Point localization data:
=== Section Start ===

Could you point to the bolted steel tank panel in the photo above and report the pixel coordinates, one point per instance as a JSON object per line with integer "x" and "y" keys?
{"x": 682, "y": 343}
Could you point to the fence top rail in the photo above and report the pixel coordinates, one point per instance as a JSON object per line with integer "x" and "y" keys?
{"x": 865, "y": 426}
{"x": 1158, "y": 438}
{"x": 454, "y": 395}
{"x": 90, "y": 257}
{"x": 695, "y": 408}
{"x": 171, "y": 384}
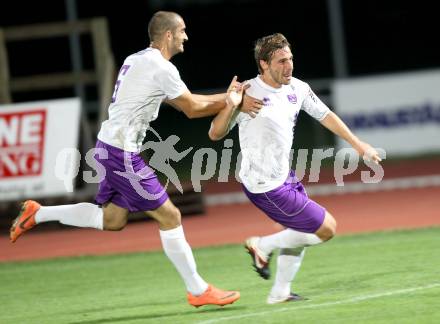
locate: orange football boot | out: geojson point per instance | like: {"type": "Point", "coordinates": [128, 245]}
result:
{"type": "Point", "coordinates": [213, 296]}
{"type": "Point", "coordinates": [25, 219]}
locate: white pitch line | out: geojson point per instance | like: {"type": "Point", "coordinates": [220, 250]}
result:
{"type": "Point", "coordinates": [338, 302]}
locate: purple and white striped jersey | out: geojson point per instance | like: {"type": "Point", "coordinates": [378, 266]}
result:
{"type": "Point", "coordinates": [145, 79]}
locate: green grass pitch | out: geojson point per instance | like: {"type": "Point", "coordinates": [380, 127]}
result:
{"type": "Point", "coordinates": [386, 277]}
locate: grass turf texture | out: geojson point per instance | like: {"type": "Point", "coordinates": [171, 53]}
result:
{"type": "Point", "coordinates": [381, 277]}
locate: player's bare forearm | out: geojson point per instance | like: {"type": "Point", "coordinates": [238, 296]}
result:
{"type": "Point", "coordinates": [192, 107]}
{"type": "Point", "coordinates": [220, 125]}
{"type": "Point", "coordinates": [210, 98]}
{"type": "Point", "coordinates": [338, 127]}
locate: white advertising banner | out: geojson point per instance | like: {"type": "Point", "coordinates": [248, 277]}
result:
{"type": "Point", "coordinates": [31, 136]}
{"type": "Point", "coordinates": [398, 112]}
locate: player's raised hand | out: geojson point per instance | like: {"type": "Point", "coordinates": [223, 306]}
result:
{"type": "Point", "coordinates": [234, 94]}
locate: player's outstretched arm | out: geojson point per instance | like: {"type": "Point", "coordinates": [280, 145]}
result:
{"type": "Point", "coordinates": [338, 127]}
{"type": "Point", "coordinates": [221, 124]}
{"type": "Point", "coordinates": [196, 106]}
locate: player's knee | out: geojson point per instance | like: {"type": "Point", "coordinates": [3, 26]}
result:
{"type": "Point", "coordinates": [114, 222]}
{"type": "Point", "coordinates": [173, 218]}
{"type": "Point", "coordinates": [328, 228]}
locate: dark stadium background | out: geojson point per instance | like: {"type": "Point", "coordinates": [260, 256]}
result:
{"type": "Point", "coordinates": [380, 36]}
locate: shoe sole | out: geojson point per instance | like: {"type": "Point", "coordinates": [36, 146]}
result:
{"type": "Point", "coordinates": [16, 223]}
{"type": "Point", "coordinates": [262, 272]}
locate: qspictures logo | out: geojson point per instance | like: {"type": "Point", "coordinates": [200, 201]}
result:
{"type": "Point", "coordinates": [22, 143]}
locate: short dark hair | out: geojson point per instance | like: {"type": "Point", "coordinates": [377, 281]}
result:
{"type": "Point", "coordinates": [267, 45]}
{"type": "Point", "coordinates": [161, 22]}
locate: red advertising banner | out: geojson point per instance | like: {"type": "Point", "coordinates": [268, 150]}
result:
{"type": "Point", "coordinates": [22, 143]}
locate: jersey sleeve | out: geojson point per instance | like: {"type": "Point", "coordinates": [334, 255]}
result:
{"type": "Point", "coordinates": [236, 121]}
{"type": "Point", "coordinates": [314, 106]}
{"type": "Point", "coordinates": [171, 83]}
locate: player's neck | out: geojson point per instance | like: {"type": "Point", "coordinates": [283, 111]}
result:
{"type": "Point", "coordinates": [163, 50]}
{"type": "Point", "coordinates": [269, 81]}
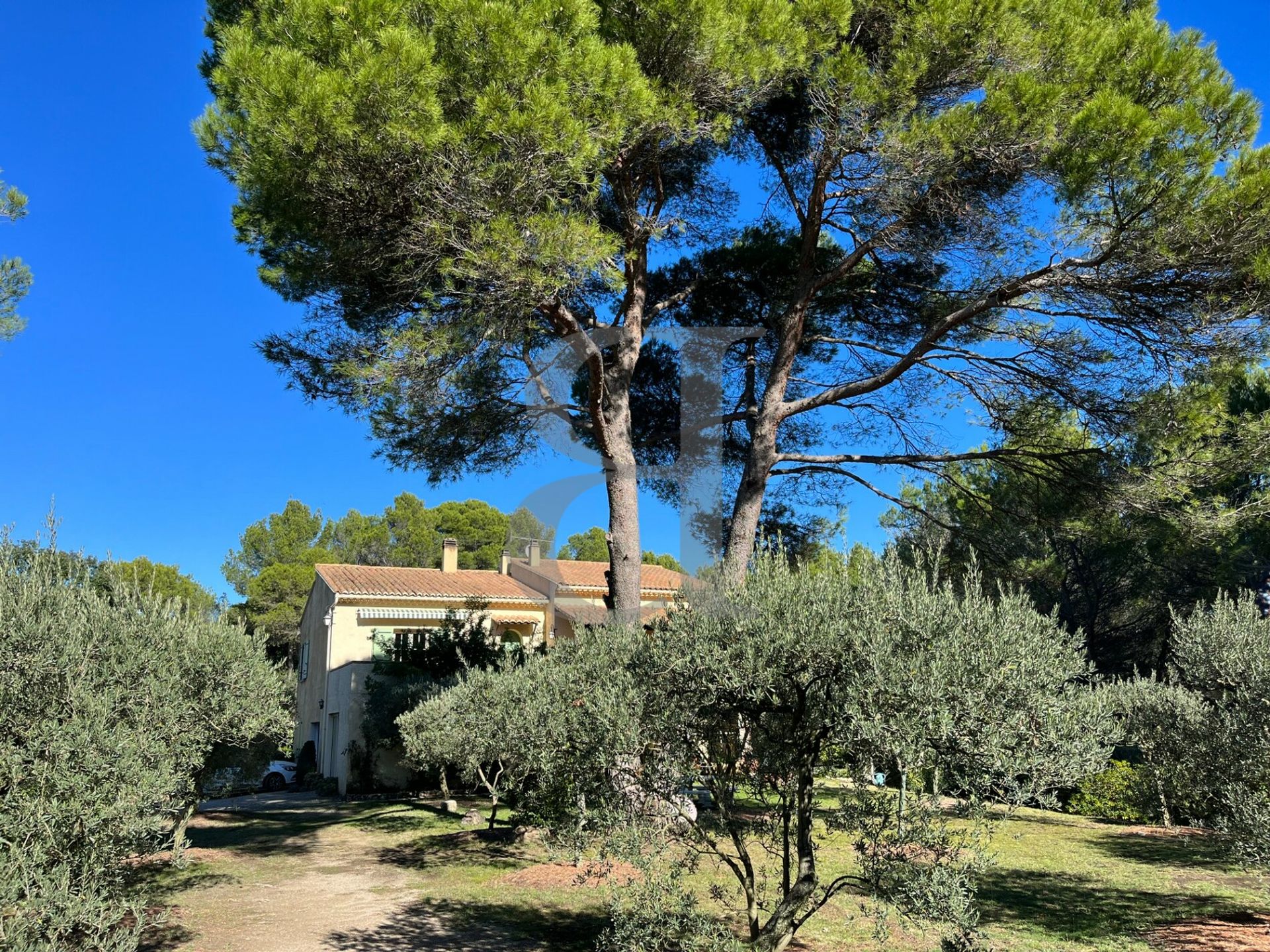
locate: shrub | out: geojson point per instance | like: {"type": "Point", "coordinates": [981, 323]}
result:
{"type": "Point", "coordinates": [308, 762]}
{"type": "Point", "coordinates": [1122, 793]}
{"type": "Point", "coordinates": [110, 710]}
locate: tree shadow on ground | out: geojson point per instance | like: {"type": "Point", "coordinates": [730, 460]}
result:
{"type": "Point", "coordinates": [1078, 906]}
{"type": "Point", "coordinates": [493, 848]}
{"type": "Point", "coordinates": [474, 927]}
{"type": "Point", "coordinates": [258, 834]}
{"type": "Point", "coordinates": [165, 938]}
{"type": "Point", "coordinates": [403, 822]}
{"type": "Point", "coordinates": [1164, 850]}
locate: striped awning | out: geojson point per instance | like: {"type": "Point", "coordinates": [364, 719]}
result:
{"type": "Point", "coordinates": [411, 614]}
{"type": "Point", "coordinates": [436, 615]}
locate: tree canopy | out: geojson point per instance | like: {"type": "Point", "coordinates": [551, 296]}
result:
{"type": "Point", "coordinates": [752, 691]}
{"type": "Point", "coordinates": [591, 546]}
{"type": "Point", "coordinates": [1170, 516]}
{"type": "Point", "coordinates": [111, 705]}
{"type": "Point", "coordinates": [970, 205]}
{"type": "Point", "coordinates": [15, 276]}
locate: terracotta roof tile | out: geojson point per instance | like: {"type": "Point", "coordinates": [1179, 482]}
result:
{"type": "Point", "coordinates": [591, 575]}
{"type": "Point", "coordinates": [423, 583]}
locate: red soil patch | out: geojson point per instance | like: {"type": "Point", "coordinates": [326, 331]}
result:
{"type": "Point", "coordinates": [1164, 832]}
{"type": "Point", "coordinates": [567, 875]}
{"type": "Point", "coordinates": [1249, 933]}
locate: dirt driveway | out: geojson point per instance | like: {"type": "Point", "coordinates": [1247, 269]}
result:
{"type": "Point", "coordinates": [291, 873]}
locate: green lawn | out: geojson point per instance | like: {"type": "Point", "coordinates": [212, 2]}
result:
{"type": "Point", "coordinates": [394, 877]}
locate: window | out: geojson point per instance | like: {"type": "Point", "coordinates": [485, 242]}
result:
{"type": "Point", "coordinates": [405, 643]}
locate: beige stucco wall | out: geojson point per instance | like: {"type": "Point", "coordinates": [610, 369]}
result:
{"type": "Point", "coordinates": [338, 666]}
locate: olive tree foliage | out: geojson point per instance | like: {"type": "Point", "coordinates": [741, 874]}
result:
{"type": "Point", "coordinates": [469, 194]}
{"type": "Point", "coordinates": [432, 662]}
{"type": "Point", "coordinates": [1205, 729]}
{"type": "Point", "coordinates": [111, 705]}
{"type": "Point", "coordinates": [753, 690]}
{"type": "Point", "coordinates": [15, 276]}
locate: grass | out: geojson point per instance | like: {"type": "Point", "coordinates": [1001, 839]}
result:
{"type": "Point", "coordinates": [1060, 884]}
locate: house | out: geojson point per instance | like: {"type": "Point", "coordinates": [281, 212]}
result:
{"type": "Point", "coordinates": [352, 608]}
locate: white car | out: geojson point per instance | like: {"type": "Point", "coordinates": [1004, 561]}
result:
{"type": "Point", "coordinates": [278, 775]}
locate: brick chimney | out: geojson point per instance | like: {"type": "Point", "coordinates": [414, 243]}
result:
{"type": "Point", "coordinates": [450, 555]}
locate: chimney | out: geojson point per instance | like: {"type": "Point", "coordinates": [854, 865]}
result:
{"type": "Point", "coordinates": [450, 555]}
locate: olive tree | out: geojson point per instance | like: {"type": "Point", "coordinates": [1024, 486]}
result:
{"type": "Point", "coordinates": [1205, 729]}
{"type": "Point", "coordinates": [751, 691]}
{"type": "Point", "coordinates": [111, 705]}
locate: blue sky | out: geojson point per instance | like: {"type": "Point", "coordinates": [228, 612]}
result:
{"type": "Point", "coordinates": [135, 397]}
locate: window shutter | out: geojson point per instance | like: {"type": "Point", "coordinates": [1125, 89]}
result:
{"type": "Point", "coordinates": [381, 643]}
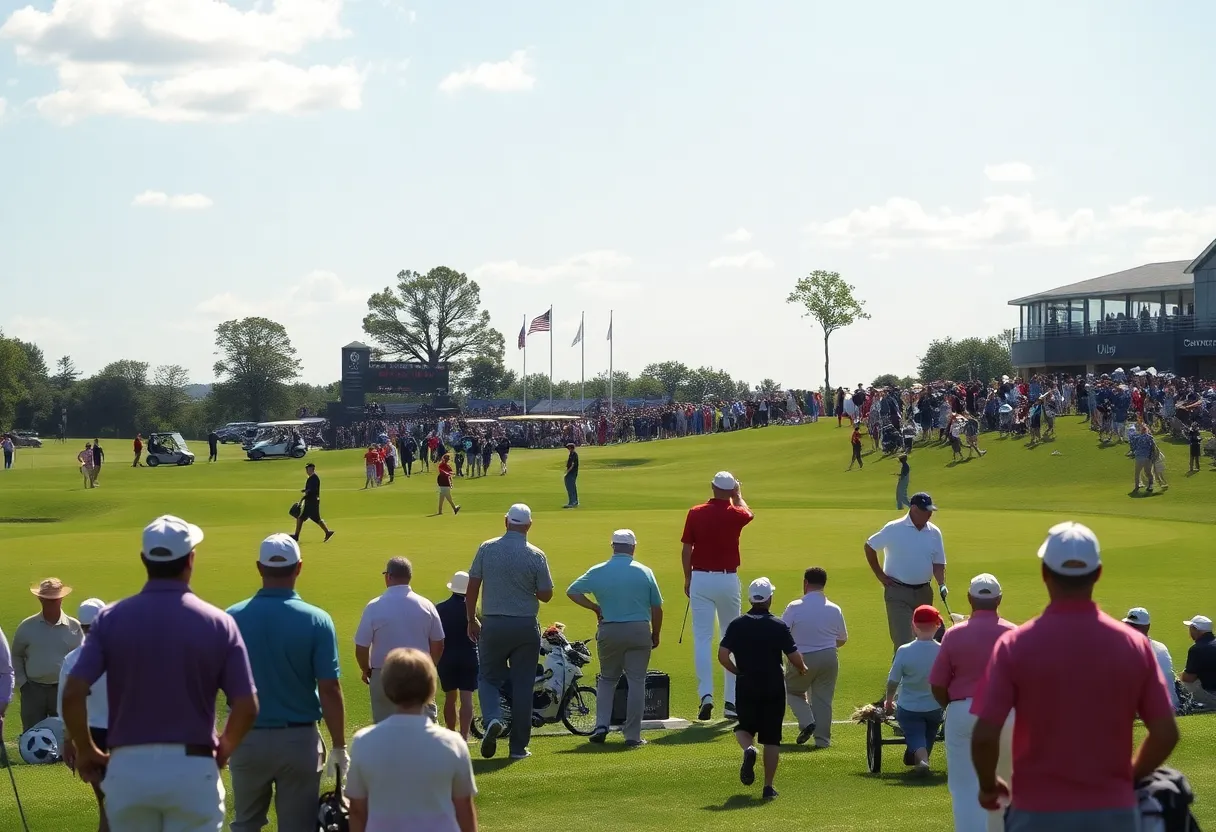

=== Section End ===

EXERCISE AIM - Wherever the string "window" appears in the records, copy the whole line.

EXERCISE SOLUTION -
locate: window | out: geojson point per instance | like: {"type": "Point", "coordinates": [485, 242]}
locate: window shutter | out: geojson point per instance | like: {"type": "Point", "coordinates": [1125, 89]}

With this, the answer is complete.